>> BEGIN DATA ROWS

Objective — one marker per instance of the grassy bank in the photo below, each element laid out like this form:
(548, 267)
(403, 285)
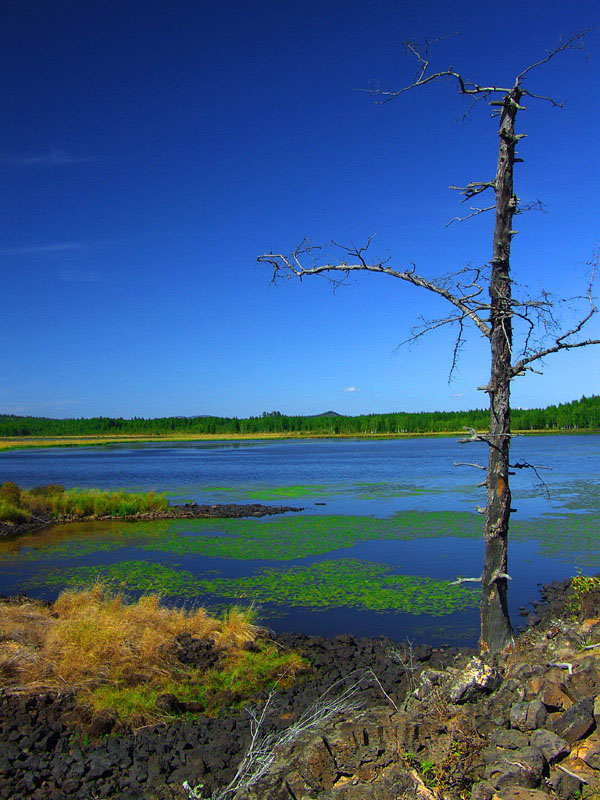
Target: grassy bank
(123, 657)
(26, 442)
(44, 503)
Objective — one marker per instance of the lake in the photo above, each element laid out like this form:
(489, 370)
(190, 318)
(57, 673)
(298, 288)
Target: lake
(386, 526)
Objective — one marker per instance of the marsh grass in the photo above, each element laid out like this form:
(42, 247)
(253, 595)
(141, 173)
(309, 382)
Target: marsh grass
(54, 501)
(335, 583)
(122, 656)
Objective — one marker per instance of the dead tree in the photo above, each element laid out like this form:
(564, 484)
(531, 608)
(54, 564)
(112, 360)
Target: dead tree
(494, 315)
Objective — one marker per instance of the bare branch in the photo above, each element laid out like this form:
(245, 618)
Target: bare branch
(474, 212)
(574, 42)
(294, 264)
(474, 188)
(562, 342)
(475, 437)
(534, 468)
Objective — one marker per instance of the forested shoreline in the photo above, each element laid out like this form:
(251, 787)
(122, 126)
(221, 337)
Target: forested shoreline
(583, 414)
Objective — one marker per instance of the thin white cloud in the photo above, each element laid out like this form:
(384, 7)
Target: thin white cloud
(34, 408)
(44, 249)
(79, 276)
(55, 158)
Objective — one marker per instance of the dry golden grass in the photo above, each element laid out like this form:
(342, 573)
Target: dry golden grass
(123, 657)
(92, 636)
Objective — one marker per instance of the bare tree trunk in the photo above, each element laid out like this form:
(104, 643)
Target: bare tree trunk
(496, 630)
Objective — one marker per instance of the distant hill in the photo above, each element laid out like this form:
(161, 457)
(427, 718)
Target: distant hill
(583, 414)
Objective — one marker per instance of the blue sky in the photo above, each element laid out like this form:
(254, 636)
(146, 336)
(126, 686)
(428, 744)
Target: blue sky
(151, 150)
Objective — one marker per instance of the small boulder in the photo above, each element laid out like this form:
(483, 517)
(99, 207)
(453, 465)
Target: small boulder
(528, 716)
(510, 740)
(576, 722)
(520, 793)
(101, 724)
(519, 768)
(477, 679)
(552, 746)
(564, 786)
(592, 756)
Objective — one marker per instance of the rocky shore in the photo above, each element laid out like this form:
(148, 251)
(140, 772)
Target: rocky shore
(186, 511)
(373, 720)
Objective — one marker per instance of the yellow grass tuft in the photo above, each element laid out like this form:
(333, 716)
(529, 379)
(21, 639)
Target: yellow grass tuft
(123, 655)
(236, 629)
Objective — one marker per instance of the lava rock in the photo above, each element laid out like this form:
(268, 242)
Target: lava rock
(576, 722)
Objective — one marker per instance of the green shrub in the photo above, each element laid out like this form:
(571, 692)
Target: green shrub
(10, 513)
(11, 493)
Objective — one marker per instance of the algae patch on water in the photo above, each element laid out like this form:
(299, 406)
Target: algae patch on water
(281, 539)
(335, 583)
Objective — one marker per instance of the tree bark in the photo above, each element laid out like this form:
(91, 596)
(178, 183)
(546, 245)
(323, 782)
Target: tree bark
(496, 630)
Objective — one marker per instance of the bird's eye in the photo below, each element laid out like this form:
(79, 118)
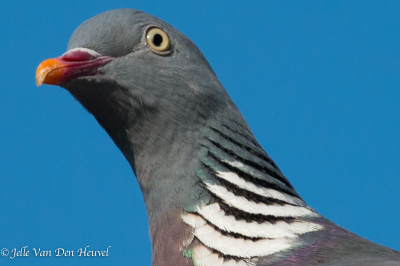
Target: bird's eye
(158, 40)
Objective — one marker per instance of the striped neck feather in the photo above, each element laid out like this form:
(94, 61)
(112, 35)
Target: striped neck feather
(254, 211)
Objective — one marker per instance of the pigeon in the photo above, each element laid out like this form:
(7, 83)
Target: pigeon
(213, 195)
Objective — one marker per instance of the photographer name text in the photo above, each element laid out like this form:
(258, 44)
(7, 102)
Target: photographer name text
(58, 252)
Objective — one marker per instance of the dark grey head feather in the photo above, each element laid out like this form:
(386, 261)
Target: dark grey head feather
(192, 151)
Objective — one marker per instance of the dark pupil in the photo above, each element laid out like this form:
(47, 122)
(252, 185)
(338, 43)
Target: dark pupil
(157, 40)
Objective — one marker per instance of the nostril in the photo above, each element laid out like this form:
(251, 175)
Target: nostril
(80, 54)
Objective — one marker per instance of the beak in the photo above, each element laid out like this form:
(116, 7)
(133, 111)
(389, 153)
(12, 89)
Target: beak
(75, 63)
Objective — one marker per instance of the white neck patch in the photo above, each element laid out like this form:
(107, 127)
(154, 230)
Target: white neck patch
(222, 234)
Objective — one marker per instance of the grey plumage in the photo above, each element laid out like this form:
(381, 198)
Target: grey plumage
(195, 157)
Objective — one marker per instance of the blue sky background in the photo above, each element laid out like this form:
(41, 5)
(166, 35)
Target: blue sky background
(318, 82)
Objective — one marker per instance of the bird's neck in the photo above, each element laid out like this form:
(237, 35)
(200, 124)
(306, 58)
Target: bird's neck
(221, 199)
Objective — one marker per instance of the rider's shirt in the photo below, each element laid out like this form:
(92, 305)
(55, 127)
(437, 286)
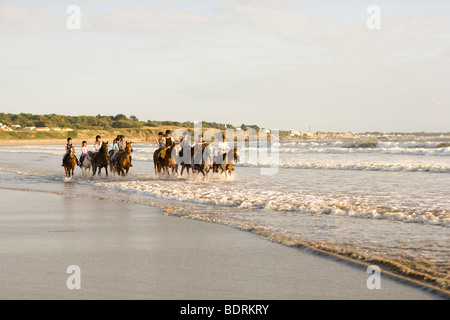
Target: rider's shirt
(68, 147)
(223, 147)
(97, 146)
(167, 142)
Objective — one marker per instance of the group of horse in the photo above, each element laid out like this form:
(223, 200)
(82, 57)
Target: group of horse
(201, 161)
(99, 160)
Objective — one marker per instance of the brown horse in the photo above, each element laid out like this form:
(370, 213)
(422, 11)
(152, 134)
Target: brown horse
(165, 164)
(187, 166)
(70, 161)
(204, 160)
(124, 160)
(101, 159)
(227, 167)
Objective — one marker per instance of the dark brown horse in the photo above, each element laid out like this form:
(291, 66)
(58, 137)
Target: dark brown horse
(165, 163)
(70, 161)
(227, 165)
(124, 160)
(187, 166)
(101, 159)
(203, 161)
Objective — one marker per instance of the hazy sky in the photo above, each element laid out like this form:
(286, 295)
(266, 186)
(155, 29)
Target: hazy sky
(280, 64)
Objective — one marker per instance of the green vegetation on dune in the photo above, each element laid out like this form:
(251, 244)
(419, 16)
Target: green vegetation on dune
(98, 122)
(87, 126)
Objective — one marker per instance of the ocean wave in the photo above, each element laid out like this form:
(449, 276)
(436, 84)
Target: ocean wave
(210, 193)
(392, 167)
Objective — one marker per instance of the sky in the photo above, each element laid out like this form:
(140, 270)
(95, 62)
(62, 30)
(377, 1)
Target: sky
(280, 64)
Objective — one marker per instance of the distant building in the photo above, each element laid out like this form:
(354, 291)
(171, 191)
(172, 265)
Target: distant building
(5, 127)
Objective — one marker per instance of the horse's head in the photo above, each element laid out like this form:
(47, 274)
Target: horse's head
(236, 156)
(128, 147)
(104, 147)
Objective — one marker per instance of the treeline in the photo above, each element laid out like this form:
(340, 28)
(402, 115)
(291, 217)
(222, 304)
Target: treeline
(101, 122)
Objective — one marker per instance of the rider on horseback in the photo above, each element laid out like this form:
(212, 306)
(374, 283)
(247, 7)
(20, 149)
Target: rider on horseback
(122, 145)
(98, 143)
(167, 142)
(221, 150)
(84, 151)
(69, 146)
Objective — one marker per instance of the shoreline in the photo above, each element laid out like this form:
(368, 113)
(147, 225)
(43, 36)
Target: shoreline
(77, 141)
(154, 256)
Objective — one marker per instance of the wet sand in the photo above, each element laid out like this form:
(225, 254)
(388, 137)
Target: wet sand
(131, 251)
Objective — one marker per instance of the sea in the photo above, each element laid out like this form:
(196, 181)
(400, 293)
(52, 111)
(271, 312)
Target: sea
(384, 202)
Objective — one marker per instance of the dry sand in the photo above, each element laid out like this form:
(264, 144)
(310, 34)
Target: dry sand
(131, 251)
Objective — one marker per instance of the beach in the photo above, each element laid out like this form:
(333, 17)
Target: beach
(331, 206)
(132, 251)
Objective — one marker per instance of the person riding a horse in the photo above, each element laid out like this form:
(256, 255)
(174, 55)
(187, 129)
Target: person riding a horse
(121, 145)
(98, 143)
(84, 152)
(68, 148)
(222, 150)
(167, 142)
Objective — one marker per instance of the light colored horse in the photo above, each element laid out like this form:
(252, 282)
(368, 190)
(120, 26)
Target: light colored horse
(87, 163)
(204, 161)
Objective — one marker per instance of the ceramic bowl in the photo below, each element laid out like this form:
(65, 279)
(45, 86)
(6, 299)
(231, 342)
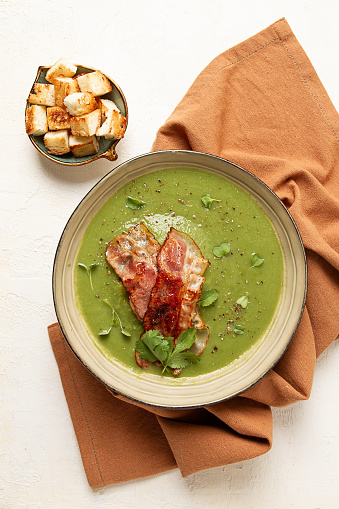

>> END DATA ROWS

(WORK REQUIRED):
Reproduce the lines of the material above verbatim, beginning with the line containing "Objective — one marker per instance of the ceramic" and continuing through the end of the material. Leave out any pictures.

(IN RESPONSE):
Objective — one marker per instance of the ceramic bowl in the photo below, each element laid out like this form:
(65, 279)
(45, 86)
(6, 299)
(231, 342)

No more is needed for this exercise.